* **STATED PROBLEM**:
Locate each row below that contains the word "wooden" and copy those rows in full. Case matters, so a row qualifies only if its letters match in capitalization as well.

* **TASK INPUTS**:
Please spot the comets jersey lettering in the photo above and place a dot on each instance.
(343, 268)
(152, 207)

---

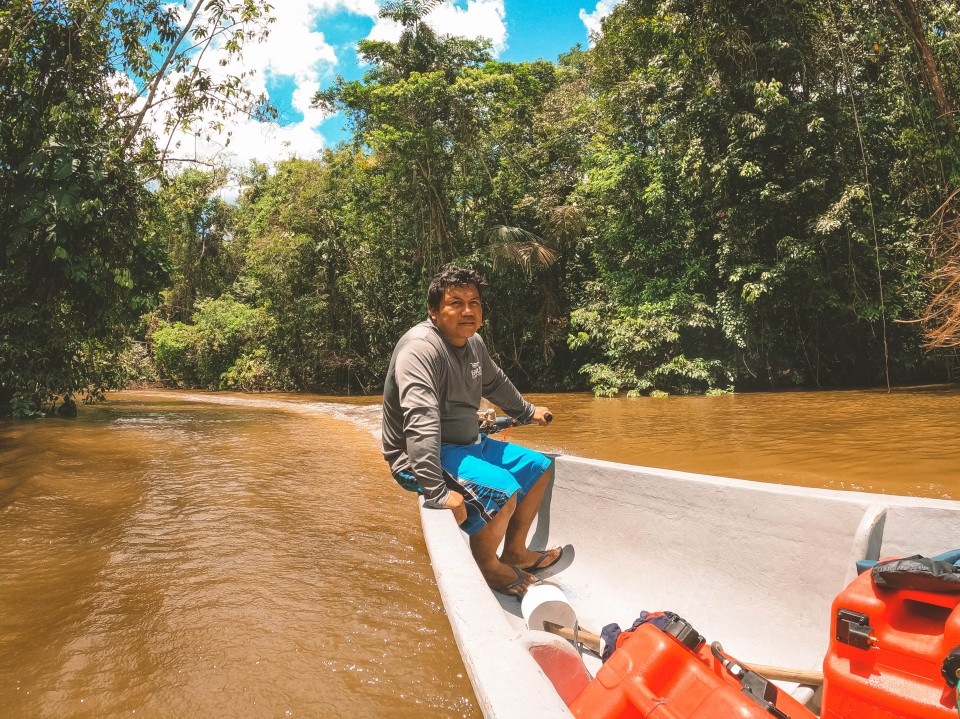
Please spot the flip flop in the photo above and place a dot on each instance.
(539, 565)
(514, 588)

...

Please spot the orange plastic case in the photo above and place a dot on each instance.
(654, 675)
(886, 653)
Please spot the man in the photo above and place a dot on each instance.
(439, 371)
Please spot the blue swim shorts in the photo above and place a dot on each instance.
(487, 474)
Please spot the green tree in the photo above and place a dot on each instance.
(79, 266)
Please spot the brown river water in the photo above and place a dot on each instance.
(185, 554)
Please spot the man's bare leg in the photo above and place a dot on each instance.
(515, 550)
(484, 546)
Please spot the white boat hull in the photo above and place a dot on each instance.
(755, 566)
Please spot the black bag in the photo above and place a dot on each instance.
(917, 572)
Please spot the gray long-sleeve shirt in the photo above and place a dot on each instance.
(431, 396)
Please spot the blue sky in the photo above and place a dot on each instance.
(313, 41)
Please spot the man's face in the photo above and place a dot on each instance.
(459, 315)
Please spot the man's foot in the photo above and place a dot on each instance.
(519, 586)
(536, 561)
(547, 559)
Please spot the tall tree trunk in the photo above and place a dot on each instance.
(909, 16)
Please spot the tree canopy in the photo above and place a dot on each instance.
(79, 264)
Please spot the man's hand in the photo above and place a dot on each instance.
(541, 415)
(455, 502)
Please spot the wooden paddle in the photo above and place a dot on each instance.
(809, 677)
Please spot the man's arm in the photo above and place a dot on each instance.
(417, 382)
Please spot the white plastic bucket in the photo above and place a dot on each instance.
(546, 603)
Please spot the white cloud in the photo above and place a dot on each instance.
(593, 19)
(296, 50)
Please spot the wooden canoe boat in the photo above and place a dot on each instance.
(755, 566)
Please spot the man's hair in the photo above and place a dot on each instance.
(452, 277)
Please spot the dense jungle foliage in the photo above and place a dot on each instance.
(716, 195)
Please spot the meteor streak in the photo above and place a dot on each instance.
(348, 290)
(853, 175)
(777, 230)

* **SOLUTION**:
Please spot the wooden paddle in the photo above and place a dot on each instance.
Please spot the wooden canoe boat in the photo above and place a dot on each instance.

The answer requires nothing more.